• **What to do**
Answer these from the excerpt on Roosevelt's views below:
1. Which organization was Roosevelt later chosen to lead as president?
2. In which party's 1912 platform was the direct election of senators included?
3. In the passage from The Man with the Muck Rake, which government should impose the tax on fortunes?
##### Document excerpt #####
Roosevelt argued the frontier conditions created a new race: the American people that replaced the "scattered savage tribes, whose life was but a few degrees less meaningless, squalid, and ferocious than that of the wild beasts with whom they held joint ownership". He believed "the conquest and settlement by the whites of the Indian lands was necessary to the greatness of the race and to the well-being of civilized mankind". His many articles in upscale magazines provided a much-needed income. He was later chosen president of the American Historical Association.

Direct election of Senators 
The direct election of senators (which later became the 17th amendment) was an important initiative for progressives of the era, with Roosevelt being among the supporters of the idea. He spoke frequently on the campaign trail about the issue and it is included in the 1912 platform of the Progressive Party.

Taxation and trade 
Roosevelt believed that in his day many of the corporate magnates and powerful trust titans amassed their wealth in ill-gotten ways. As such, he viewed the inheritance tax as well as income tax initiatives as an important part of his progressive views.  He also believed that "free trade" was pernicious, and aligned with other Republicans in his day on the need for tariffs.

Trade and tariffs 
Generally, Roosevelt favored the policy of the protective tariff.  However, he saw how destructive the issue was while it ripped the Republican party apart, so he generally stayed away from the topic.

Free trade, however, was an issue that he was an outspoken opponent of.  He wrote "Thank God I am not a free-trader.  In this country pernicious indulgence in the doctrine of free trade seems inevitably to produce fatty degeneration of the moral fibre."

Inheritance tax 

In his well known work The Man with the Muck Rake, he declared:
As a matter of personal conviction, and without pretending to discuss the details or formulate the system, I feel that we shall ultimately have to consider the adoption of some such scheme as that of a progressive tax on all fortunes, beyond a certain amount, either given in life or devised or bequeathed upon death to any individual-a tax so framed as to put it out of the power of the owner of one of these enormous fortunes to hand on more than a certain amount to any one individual; the tax of course, to be imposed by the national and not the state government. Such taxation should, of course, be aimed merely at the inheritance or transmission in their entirety of those fortunes swollen beyond all healthy limits.
##### Supplied entries #####
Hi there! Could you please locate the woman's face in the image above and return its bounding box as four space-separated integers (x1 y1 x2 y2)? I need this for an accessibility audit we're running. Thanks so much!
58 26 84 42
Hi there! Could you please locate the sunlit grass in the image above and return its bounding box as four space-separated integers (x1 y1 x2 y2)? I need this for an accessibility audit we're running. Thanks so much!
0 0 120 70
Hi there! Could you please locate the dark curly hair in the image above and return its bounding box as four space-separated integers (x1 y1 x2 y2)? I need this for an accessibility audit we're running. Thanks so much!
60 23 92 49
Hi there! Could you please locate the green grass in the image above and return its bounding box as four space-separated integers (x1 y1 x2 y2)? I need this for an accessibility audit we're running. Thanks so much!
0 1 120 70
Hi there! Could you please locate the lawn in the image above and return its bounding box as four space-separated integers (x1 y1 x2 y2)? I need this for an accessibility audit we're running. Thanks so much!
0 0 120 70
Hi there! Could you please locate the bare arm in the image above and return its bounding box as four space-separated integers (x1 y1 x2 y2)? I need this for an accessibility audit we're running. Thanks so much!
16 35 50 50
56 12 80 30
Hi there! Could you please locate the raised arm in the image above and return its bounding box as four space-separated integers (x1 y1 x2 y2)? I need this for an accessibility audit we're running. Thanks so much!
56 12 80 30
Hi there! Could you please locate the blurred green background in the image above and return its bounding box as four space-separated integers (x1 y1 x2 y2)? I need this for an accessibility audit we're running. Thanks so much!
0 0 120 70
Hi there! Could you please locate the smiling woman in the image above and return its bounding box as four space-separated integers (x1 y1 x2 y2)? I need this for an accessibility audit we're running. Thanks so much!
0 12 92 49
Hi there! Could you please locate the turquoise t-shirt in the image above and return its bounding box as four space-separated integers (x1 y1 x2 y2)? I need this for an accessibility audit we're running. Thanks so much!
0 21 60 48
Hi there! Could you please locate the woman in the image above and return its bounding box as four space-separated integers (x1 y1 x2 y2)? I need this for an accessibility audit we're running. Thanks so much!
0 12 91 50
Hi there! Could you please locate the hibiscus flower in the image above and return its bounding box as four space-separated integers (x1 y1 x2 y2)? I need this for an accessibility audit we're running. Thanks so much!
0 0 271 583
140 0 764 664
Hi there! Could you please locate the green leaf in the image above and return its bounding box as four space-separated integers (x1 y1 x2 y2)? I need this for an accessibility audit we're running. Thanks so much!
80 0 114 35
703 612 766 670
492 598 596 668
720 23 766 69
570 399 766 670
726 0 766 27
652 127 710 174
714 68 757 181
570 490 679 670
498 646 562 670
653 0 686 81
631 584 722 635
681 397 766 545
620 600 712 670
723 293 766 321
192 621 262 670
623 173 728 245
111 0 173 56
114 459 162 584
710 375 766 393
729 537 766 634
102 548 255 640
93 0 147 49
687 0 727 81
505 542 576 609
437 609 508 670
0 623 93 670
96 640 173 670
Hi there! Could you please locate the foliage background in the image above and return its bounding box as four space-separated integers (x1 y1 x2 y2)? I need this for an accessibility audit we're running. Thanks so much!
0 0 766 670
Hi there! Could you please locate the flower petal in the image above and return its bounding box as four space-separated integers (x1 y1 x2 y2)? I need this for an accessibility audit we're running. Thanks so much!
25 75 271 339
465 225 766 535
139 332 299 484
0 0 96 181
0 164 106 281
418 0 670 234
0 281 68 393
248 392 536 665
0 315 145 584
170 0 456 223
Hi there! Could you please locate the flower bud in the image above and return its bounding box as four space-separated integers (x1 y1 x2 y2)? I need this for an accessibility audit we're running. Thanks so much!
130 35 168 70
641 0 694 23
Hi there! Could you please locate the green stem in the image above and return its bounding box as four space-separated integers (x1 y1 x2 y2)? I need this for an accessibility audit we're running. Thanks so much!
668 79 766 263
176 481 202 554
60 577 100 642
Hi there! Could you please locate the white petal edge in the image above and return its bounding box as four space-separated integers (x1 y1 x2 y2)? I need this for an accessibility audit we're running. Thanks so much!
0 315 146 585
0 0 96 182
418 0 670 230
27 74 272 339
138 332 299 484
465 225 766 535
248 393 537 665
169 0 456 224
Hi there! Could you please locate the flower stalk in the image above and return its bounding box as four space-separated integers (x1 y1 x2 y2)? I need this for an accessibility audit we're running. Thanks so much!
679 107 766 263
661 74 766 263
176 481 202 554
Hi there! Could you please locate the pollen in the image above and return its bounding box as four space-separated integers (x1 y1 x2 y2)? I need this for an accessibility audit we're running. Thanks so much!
#####
• **Final answer**
1. The American Historical Association.
2. The Progressive Party.
3. The national government, not the state government.